### [Problem description]
Please output the data below without any changes, starting at the line that contains "face on advertisement" and ending at the end of the data.

### [Exercise data]
· · · · · · ·

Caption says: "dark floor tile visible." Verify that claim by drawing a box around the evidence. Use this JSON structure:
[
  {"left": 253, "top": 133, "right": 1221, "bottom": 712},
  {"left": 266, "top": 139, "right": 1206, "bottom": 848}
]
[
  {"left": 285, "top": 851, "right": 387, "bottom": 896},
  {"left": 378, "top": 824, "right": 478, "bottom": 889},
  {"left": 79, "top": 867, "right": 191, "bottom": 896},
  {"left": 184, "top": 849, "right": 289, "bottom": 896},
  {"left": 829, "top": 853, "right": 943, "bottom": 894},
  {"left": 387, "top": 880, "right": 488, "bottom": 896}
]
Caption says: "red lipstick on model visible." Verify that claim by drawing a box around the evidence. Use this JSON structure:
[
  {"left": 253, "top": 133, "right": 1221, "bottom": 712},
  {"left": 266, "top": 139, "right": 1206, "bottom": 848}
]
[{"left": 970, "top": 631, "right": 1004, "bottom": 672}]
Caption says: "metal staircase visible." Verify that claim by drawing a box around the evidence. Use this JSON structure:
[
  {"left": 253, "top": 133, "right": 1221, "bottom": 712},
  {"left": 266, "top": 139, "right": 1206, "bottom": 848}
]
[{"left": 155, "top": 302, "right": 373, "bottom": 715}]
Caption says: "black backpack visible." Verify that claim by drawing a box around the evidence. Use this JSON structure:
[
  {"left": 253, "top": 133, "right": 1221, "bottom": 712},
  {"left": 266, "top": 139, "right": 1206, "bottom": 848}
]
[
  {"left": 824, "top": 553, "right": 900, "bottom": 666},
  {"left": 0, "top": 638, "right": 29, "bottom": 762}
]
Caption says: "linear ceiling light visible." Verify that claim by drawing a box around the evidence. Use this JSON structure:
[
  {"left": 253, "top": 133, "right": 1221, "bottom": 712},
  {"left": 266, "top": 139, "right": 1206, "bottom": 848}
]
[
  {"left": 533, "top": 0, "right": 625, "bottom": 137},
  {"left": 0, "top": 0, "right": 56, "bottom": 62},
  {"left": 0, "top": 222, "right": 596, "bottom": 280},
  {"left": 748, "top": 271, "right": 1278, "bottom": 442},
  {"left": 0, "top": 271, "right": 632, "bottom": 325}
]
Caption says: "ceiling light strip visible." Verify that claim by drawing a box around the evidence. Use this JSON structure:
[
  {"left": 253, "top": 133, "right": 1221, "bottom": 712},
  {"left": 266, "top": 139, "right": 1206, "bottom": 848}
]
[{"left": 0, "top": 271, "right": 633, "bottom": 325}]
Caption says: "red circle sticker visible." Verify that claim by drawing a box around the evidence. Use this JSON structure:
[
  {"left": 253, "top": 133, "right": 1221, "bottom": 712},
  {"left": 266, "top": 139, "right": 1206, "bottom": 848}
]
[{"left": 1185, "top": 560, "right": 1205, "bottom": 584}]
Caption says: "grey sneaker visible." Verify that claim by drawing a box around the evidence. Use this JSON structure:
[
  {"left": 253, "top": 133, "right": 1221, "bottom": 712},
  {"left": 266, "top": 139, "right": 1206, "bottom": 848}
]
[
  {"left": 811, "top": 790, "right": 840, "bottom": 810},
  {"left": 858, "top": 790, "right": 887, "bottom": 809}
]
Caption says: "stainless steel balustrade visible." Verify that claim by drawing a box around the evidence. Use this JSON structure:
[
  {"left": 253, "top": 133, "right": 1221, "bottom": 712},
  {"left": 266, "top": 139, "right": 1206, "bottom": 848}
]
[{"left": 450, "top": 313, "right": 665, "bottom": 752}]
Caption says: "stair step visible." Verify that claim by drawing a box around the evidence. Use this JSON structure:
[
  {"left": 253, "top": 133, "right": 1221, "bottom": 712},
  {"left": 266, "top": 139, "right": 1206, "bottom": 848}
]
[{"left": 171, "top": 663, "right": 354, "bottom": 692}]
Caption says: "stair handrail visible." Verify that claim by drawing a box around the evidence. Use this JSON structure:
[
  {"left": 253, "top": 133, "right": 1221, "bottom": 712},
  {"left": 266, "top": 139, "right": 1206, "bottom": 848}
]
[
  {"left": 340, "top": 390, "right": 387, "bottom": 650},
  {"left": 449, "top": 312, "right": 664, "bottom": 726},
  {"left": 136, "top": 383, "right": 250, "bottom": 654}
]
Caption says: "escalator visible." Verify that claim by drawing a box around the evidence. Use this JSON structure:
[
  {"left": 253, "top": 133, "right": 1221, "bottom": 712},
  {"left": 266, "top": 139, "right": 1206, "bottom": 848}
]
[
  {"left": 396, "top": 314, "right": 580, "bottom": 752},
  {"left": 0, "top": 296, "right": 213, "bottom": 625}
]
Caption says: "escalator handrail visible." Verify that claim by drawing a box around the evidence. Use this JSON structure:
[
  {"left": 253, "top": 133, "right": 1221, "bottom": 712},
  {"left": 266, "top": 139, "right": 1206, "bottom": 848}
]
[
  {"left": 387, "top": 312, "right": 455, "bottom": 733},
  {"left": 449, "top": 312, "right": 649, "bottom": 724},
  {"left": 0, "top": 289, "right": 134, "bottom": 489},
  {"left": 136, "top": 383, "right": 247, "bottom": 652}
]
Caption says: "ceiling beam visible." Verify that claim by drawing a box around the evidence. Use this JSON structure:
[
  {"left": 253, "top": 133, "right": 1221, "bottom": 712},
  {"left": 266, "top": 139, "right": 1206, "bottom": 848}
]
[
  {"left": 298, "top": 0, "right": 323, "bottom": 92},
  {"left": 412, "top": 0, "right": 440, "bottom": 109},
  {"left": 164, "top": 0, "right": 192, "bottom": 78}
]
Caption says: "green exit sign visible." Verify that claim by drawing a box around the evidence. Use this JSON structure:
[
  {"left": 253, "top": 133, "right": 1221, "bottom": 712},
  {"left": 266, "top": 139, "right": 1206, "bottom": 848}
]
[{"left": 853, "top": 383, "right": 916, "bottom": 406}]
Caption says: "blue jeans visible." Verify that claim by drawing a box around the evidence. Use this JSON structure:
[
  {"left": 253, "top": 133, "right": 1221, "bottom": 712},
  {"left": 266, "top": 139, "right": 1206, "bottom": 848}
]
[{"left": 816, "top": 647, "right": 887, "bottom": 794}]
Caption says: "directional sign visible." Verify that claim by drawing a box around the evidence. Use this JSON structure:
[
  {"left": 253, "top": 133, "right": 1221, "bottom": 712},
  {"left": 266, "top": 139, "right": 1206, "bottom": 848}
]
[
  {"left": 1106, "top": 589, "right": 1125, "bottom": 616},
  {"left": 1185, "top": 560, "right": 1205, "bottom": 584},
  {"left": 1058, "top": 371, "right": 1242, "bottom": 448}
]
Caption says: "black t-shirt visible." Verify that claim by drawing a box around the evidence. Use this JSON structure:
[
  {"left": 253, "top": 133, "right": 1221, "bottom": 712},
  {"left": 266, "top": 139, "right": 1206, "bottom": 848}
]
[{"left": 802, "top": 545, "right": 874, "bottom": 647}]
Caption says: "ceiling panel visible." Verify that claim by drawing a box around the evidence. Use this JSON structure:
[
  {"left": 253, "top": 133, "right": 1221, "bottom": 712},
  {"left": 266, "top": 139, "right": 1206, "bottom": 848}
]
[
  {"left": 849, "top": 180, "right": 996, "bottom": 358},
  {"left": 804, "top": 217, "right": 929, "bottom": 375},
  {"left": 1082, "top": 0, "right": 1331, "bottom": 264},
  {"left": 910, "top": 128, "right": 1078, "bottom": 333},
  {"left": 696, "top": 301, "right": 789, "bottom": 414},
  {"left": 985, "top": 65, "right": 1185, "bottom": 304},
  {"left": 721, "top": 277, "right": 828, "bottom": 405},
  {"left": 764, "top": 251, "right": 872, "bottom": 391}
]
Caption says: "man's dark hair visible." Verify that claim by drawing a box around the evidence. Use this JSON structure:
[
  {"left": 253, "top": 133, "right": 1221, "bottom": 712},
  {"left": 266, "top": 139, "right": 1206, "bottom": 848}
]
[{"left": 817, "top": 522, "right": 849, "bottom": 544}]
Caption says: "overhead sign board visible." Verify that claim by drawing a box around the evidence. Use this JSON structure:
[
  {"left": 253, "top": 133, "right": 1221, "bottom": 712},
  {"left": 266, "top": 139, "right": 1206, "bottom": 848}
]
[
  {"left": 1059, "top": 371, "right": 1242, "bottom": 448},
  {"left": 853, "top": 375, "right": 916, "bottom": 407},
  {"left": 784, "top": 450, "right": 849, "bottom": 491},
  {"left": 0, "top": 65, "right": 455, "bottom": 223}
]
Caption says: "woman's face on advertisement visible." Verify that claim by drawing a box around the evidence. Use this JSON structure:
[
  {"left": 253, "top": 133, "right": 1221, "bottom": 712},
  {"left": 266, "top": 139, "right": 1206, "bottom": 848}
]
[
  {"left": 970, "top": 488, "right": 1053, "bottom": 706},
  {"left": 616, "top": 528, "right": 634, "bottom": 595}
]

· · · · · · ·

### [Problem solution]
Caption says: "woman's face on advertisement visible." Verify that claim by drawing a box around the evidence. Use this JSON structure:
[
  {"left": 253, "top": 133, "right": 1221, "bottom": 712},
  {"left": 266, "top": 139, "right": 1206, "bottom": 848}
]
[
  {"left": 970, "top": 488, "right": 1053, "bottom": 706},
  {"left": 616, "top": 528, "right": 634, "bottom": 595}
]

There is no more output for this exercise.